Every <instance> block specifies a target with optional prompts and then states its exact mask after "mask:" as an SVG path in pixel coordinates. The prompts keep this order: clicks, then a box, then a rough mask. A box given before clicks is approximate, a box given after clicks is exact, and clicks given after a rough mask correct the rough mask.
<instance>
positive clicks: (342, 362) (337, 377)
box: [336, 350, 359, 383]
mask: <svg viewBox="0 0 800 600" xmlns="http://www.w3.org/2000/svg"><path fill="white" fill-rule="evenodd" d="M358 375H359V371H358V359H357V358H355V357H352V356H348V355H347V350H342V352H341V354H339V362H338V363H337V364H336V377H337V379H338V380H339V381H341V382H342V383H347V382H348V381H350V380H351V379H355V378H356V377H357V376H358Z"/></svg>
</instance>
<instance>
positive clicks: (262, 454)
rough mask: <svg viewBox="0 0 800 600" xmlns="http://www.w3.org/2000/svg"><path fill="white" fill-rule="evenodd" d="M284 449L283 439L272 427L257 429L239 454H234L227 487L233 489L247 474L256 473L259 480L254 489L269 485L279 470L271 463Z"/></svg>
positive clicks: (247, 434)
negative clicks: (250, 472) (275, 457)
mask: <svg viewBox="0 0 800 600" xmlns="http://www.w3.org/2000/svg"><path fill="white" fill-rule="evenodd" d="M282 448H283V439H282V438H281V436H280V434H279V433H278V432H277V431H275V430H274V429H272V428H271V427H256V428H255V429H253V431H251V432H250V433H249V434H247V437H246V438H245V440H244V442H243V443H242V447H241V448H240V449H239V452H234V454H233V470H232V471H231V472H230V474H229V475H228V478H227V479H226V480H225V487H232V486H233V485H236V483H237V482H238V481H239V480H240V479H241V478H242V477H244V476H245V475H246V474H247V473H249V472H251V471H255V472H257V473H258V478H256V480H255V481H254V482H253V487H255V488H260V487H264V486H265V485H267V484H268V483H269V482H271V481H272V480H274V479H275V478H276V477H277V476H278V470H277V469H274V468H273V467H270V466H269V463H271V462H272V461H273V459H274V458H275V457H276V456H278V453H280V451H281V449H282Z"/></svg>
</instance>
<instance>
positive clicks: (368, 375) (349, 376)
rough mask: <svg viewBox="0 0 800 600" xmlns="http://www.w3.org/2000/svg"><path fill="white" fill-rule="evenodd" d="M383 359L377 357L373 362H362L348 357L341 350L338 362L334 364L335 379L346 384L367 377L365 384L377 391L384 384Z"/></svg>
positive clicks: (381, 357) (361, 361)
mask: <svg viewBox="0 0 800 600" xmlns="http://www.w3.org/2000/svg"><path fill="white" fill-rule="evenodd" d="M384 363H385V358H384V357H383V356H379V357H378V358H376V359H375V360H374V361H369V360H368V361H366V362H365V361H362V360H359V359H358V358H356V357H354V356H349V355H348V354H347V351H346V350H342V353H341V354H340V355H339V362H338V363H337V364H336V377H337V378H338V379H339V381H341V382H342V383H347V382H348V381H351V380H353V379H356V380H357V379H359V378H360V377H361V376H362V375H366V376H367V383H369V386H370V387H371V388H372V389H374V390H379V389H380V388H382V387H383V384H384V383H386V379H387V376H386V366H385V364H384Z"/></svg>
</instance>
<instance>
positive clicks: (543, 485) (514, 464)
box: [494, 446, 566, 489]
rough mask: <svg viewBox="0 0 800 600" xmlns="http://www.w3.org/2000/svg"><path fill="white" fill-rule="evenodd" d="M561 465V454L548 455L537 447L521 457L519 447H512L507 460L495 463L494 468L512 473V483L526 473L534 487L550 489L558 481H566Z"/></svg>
****************
### [Work order]
Your answer should consist of copies of the lines above that include the string "rough".

### [Reply to the task]
Every <instance> block specifies a target with optional prompts and then states its exact mask after "mask:" as an SVG path in pixel coordinates. The prompts keep this order: clicks, then a box, then a rough mask. A box given before clicks is approximate, a box given after clicks is exact, and clicks given after a rough mask correct the rough mask.
rough mask: <svg viewBox="0 0 800 600" xmlns="http://www.w3.org/2000/svg"><path fill="white" fill-rule="evenodd" d="M284 449L283 439L272 427L257 429L239 454H234L227 487L233 489L247 474L256 473L259 480L254 489L269 485L279 470L271 463Z"/></svg>
rough mask: <svg viewBox="0 0 800 600" xmlns="http://www.w3.org/2000/svg"><path fill="white" fill-rule="evenodd" d="M383 359L377 357L373 362H362L348 357L341 350L338 362L334 364L335 379L346 384L367 377L365 384L377 391L384 384Z"/></svg>
rough mask: <svg viewBox="0 0 800 600" xmlns="http://www.w3.org/2000/svg"><path fill="white" fill-rule="evenodd" d="M561 465V454L548 455L537 447L521 457L519 447H512L507 460L495 463L494 468L512 473V483L526 473L534 487L550 489L558 481H566Z"/></svg>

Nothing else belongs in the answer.